§ **KUTIPAN TEKS**:

Dari Abu Hurairah ra, sesungguhnya Rasulullah
SAW telah bersabda : “Ciri-ciri orang munafiq itu ada tiga : Apabila ia
berbicara ia dusta, apabila ia berjanji ia tidak menepati dan apabila ia
dipercaya ia berkhianat.”
Dalam riwayat lain disebutkan , “Meskipun
ia puasa (Ramadhan), salat, dan mengaku sebagai muslim”
Sebagian ulama menyebutkan bahwa orang yang
memiliki tiga sifat tersebut adalah orang munafik dan kafir. Jika ia mengaku-aku sebagai orang Islam, hal itu
hanyalah kebohongan semata. Namun pendapat yang lebih tepat mengatakan, orang
tersebut tidak keluar dari Islam, hanya imannya tidak sempurna. Sebab, orang Islam
yang melakukan berbagai kemaksiatan, selama ia tidak meyakini
kemaksiatan-kemaksiatan itu boleh dilakukan, maka ia disebut sebagai pendosa,
dan tidak menjadikannya kafir. Ia dinamai munafiq karena ada persamaan sifat
dengan orang munafik.

§ **TUGAS LATIHAN**:
(A) Jawablah pertanyaan berikut berdasarkan kutipan tentang ciri-ciri orang munafik.
(i) Apa tiga ciri orang munafik menurut sabda yang diriwayatkan dari Abu Hurairah?
(ii) Tambahan apa yang disebutkan dalam riwayat lain?
(iii) Menurut pendapat yang dinilai lebih tepat, apakah orang yang memiliki tiga sifat tersebut keluar dari Islam?
(B) Lanjutkan kutipan tentang ciri-ciri orang munafik setelah kalimat terakhirnya.

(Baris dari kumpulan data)
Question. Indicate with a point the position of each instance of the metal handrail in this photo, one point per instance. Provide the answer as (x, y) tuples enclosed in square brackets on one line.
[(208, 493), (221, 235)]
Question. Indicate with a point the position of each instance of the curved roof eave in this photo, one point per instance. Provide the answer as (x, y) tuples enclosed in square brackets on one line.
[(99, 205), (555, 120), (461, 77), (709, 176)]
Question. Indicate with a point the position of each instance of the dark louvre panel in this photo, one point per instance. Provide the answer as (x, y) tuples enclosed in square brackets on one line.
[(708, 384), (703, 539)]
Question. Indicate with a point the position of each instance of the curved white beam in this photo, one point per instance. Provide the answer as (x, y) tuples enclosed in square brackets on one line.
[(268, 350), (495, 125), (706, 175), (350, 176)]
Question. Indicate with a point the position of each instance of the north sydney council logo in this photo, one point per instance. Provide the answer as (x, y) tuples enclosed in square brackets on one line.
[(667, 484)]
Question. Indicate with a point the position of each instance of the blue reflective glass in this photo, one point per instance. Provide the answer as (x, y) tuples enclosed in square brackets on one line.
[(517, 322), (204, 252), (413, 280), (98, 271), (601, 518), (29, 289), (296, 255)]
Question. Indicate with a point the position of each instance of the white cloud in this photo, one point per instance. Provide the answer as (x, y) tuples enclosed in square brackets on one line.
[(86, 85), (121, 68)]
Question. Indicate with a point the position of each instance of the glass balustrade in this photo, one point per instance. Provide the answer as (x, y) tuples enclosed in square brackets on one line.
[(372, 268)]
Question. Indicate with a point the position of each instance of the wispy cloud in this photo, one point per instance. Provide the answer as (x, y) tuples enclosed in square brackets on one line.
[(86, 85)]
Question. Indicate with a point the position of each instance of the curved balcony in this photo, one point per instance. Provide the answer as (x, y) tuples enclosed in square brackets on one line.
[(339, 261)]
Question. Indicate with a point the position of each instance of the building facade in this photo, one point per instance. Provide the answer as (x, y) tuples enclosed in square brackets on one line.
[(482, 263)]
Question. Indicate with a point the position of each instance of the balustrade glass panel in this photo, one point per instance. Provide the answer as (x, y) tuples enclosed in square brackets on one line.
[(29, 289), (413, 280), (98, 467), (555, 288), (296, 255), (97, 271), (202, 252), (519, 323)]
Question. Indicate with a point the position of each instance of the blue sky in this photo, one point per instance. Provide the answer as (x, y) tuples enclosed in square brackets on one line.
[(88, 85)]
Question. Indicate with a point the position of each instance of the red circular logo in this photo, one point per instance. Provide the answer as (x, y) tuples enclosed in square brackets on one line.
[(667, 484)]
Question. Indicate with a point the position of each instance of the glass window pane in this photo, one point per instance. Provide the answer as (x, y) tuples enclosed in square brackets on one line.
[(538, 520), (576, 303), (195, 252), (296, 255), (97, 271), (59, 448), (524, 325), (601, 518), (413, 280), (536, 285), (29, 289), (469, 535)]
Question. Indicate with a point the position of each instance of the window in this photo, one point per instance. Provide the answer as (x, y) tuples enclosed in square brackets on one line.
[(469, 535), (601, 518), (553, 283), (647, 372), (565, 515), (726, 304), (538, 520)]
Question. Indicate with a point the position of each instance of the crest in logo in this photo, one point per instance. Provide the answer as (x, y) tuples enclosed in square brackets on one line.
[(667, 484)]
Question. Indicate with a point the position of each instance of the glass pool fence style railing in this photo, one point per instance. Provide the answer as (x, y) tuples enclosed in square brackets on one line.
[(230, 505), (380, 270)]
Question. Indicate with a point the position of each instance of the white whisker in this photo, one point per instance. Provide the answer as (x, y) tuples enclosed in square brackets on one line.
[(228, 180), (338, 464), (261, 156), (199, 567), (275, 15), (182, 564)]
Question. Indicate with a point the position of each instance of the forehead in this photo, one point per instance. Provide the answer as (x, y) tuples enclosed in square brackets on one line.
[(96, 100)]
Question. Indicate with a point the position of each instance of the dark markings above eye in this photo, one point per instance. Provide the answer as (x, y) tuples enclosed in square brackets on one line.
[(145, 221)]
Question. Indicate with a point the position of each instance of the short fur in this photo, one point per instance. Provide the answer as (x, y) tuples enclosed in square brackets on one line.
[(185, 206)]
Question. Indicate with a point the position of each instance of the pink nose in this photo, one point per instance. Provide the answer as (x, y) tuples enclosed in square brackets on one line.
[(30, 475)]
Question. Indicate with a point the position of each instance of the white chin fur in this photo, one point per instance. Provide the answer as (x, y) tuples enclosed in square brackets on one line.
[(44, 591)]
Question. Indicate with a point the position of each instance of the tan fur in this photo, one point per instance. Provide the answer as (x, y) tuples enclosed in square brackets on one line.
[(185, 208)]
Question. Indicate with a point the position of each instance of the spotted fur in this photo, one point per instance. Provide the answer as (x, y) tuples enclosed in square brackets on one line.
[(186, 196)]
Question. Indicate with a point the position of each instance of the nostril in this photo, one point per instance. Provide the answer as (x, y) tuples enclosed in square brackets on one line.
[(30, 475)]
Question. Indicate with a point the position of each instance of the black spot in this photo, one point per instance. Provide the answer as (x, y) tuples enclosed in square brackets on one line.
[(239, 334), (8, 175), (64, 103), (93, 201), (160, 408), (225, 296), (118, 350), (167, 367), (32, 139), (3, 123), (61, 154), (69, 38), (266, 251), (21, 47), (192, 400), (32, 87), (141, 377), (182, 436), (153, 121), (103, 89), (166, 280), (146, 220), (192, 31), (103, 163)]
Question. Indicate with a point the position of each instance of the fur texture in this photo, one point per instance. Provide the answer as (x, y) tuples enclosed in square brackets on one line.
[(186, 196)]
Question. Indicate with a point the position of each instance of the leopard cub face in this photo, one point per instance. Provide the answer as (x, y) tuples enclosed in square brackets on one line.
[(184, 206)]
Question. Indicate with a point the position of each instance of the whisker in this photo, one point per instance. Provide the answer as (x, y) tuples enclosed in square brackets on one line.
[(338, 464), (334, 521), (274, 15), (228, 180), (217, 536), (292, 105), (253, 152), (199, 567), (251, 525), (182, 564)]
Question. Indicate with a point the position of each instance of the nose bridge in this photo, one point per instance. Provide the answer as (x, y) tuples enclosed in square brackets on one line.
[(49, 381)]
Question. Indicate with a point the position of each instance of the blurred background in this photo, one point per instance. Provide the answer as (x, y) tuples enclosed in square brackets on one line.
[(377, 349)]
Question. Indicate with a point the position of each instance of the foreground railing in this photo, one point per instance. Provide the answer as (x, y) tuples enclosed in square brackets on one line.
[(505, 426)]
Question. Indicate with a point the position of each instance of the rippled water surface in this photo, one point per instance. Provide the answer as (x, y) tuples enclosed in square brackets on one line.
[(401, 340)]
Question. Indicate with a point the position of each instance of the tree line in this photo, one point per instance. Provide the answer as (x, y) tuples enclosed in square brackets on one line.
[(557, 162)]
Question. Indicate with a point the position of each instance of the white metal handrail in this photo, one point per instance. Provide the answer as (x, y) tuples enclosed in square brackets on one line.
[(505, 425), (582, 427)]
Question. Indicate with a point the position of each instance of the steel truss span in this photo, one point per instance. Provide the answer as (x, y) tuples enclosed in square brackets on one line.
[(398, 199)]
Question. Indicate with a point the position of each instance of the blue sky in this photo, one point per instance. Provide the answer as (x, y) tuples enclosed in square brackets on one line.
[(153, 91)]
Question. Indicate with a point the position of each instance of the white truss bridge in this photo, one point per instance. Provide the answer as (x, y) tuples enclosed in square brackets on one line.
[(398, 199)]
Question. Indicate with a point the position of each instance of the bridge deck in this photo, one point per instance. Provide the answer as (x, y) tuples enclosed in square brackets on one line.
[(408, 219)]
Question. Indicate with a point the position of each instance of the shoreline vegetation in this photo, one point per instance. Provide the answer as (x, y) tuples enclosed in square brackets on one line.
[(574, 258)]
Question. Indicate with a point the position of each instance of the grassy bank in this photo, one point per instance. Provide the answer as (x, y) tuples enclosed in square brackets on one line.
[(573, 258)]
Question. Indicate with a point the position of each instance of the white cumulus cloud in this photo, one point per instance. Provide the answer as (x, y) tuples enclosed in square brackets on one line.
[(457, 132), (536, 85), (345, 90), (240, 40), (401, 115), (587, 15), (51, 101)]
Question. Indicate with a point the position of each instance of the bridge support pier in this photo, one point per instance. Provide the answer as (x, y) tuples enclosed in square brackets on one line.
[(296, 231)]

§ **JAWABAN LATIHAN**:
(A)
(i) Apabila berbicara ia berdusta, apabila berjanji ia tidak menepati, dan apabila dipercaya ia berkhianat.
(ii) "Meskipun ia puasa (Ramadhan), salat, dan mengaku sebagai muslim."
(iii) Tidak. Ia tidak keluar dari Islam, tetapi imannya tidak sempurna.

(B)
Sebagai contoh, profesi dan keahlian atau ilmu
pengetahuan yang telah diraih oleh seseorang, hal itu merupakan amanat dan
titipan dari Allah, dan ilmu itu harus disampaikan dan dipergunakan untuk
kesejahteraan, kemanfaatan dan keselamatan hidup dan kehidupan manusia, baik
bagi dirinya pribadi maupun orang lain. Jika tidak, maka ilmu itu akan menjadi
kotoran dalam batin dan jiwanya.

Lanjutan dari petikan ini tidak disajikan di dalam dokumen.